▶ What you will do:
Write the listing below out again exactly, dropping the images.
<<<<
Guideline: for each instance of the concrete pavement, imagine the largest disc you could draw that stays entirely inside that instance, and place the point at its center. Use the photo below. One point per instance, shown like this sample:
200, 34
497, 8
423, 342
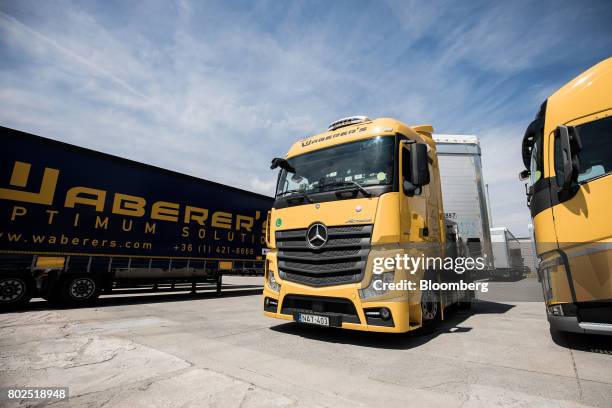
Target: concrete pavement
171, 349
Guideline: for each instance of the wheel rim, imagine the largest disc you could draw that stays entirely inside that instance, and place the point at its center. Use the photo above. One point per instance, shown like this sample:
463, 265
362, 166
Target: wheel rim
12, 289
82, 288
429, 306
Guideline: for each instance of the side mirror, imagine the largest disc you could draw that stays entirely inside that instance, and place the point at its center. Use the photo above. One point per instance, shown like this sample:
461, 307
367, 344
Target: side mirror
567, 147
563, 163
282, 163
419, 169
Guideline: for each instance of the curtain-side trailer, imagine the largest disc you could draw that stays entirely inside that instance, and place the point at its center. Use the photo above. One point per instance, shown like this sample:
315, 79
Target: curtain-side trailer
75, 222
463, 192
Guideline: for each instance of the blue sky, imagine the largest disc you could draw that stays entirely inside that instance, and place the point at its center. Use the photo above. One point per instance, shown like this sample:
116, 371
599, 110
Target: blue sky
216, 89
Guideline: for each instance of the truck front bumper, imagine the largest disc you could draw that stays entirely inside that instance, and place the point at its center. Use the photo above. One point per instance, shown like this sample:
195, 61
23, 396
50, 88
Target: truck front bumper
342, 304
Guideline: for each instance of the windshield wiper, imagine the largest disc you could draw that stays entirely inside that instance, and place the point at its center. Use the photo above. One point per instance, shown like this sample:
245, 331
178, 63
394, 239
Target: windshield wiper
297, 192
353, 182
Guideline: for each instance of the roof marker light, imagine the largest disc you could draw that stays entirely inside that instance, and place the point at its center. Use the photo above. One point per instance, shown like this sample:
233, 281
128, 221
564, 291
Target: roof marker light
351, 120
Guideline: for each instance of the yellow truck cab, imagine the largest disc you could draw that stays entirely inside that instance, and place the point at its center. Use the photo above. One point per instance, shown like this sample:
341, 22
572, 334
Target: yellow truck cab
362, 190
568, 158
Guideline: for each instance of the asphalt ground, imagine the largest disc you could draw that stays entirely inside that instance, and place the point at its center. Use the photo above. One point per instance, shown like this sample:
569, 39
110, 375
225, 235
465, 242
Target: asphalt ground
168, 348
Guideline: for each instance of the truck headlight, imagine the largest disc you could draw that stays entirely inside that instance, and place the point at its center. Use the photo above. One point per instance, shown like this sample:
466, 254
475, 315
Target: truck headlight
378, 285
272, 284
555, 310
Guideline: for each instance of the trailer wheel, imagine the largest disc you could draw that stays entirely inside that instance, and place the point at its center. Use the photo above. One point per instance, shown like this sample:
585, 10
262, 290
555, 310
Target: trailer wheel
15, 291
77, 290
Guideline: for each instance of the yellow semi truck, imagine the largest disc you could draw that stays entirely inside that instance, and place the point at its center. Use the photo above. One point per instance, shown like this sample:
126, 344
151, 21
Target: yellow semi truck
362, 191
568, 158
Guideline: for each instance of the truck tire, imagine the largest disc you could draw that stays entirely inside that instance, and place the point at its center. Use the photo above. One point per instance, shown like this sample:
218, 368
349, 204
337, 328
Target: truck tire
430, 311
15, 291
79, 290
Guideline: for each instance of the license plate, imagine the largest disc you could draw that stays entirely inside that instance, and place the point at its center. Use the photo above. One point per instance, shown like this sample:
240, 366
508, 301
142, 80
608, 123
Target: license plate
313, 319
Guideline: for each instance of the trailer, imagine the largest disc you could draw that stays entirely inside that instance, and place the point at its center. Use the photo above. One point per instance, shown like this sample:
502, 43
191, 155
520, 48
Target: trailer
507, 254
75, 223
463, 192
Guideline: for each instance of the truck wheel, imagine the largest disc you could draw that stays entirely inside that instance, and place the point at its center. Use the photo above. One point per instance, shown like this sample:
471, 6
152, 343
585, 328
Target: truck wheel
15, 291
77, 290
430, 311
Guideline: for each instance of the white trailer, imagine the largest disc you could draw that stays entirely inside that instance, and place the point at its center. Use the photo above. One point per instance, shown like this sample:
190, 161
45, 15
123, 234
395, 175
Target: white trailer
463, 192
507, 253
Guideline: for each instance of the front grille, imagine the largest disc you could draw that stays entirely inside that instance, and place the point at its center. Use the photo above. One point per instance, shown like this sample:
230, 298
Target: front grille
341, 260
>>>>
▶ Exercise result:
Guideline: for each instance of the concrete pavement, imagine the largest disc you could draw that stays entirely inside that instance, and place the point at its center. Use the photo below. One point per instance, shown like this sample:
200, 34
497, 8
423, 342
Target: concrete pavement
171, 349
Guideline: for each instance of the wheel rim, imagine the largest disc you could draw that stays entirely inside that instance, and place the point at its center. Use the photo above. One point per instance, shown like this sample:
463, 265
362, 166
Target: wheel rim
12, 289
82, 288
429, 306
Guideline: for each instance of the side mirror, imagine the largest disc you could draw that stays entirely inside that instance, and place the point at its center. Use the photo above. One point per instance, shown like this sample:
461, 307
367, 344
Target: side mirror
567, 147
563, 163
282, 163
419, 169
Guideline: for each instance of the curtain-side trailer, imagine the largest disc you could draw that stays entirely inside that instance, and place the point at its center. Use the photo above. One point per instance, shown like this sample:
315, 79
Target: curtain-side trailer
75, 222
463, 192
Guideline: for each instance of the blue sky, imagine the largest disc you could draw that stays entirely inside that instance, and place the point at its center. Use the photo above. One point per instance, shown like this sample:
116, 371
599, 110
Target: blue sky
216, 89
Guideline: for each instance of the truck front bumper, imagine the largest disc you could draw that stays entirely inside that instance, and place the point at its center. Use the photo above. One point per instance, shown like this sample:
195, 61
23, 396
50, 88
Target: truck front bumper
342, 304
Guideline: for each instance of the windshield wiper, imagine the largest disc you could draw that stays entirely inside that instance, and place the point at its center. Use the photo above. One point per instance, shown like this sample:
245, 331
178, 63
394, 239
Target: windshield wiper
297, 192
353, 182
Guideline: for each instance of the roof marker light, imagine the largest disc you could draw that stays entirely inside that instance, and place the point at its center. Use the photo above. One point per instance, shown like this sample:
233, 281
128, 221
564, 291
Target: roof marker light
351, 120
Guideline: for each instance of the yellow truck cab, imagine the largest disc you could draw that stays entirely inside that instance, and place the point at its center. Use the photo above. One point per instance, shown like this sample:
341, 22
572, 334
Target: yellow truck cab
362, 190
568, 158
Guideline: for each instance of the asphalt ground, imagine the largest disc you could draw that stays entirely inside that instance, and place the point at its center. Use the photo above. One point per instance, shown like this sample:
569, 39
110, 375
225, 235
465, 242
Target: asphalt ground
168, 348
Guideline: for each instance of the truck headlight, imagine the largest disc you could draw that stays entirely inside that instance, and place the point at its center. Use the photo above. One point per instance, shown like this sample:
466, 254
475, 315
Target: truck headlight
378, 285
272, 284
555, 310
Guideline: for each instance of the trailer wheel, imagine the largest disc you could draw that stays entirely inside that instance, and place the point at its center. Use the photo above. One point per instance, shown like this sample:
585, 10
262, 290
555, 310
Target: trailer wheel
15, 291
77, 290
Guideline: for each instance of the yellow semi truck, imagine the largest disc you could draw that stays entirely inside that instance, and place the point at its center. Use the photo above. One point per instance, shown like this sample:
126, 344
151, 21
Target: yellow semi truck
362, 191
568, 158
Guideline: for each instance of the truck tire, imagine the largest disc you could draw that stays entirely inside that instance, and place the point at its center. Use the photo above. One point per instance, shown like this sample:
218, 368
349, 204
337, 328
Target: truck tire
430, 311
15, 291
79, 290
Guideline: for each instance of the license plate, imagine the largest disc you could draw that stays entirely inside that instance, and place the point at its center. Use the photo above. One point per instance, shown like this sample:
240, 366
508, 301
142, 80
608, 123
Target: license plate
313, 319
Guideline: for each instance of the trailer, imagine the largest disc you could draw that stays entirely inside that instance, and place the point at its center. Use the photo above. One point per instance, shown like this sample:
502, 43
191, 155
520, 48
Target: trailer
507, 254
75, 223
463, 192
Guideline: for each instance of the truck wheel, imagine the largest disc you could draw that stays entirely inside that instance, and place the point at its center. Use the photo above. One point per instance, shown like this sample:
471, 6
152, 343
585, 328
Target: truck wheel
15, 291
77, 290
430, 311
Guideline: for each instance of the white trailer, imagine the largest disc you could draw that stays entirely inside that instance, and place the point at its center. Use the photo above. One point per instance, shown like this sample:
190, 161
45, 15
123, 234
395, 175
Target: white trailer
463, 192
507, 253
Guideline: for each instance of the front grille, imagine the largest disc you could draw that stays entirely inside that instance, and place the point at its center. Use the photo above. One point per instance, shown like this sample:
230, 298
Target: front grille
341, 260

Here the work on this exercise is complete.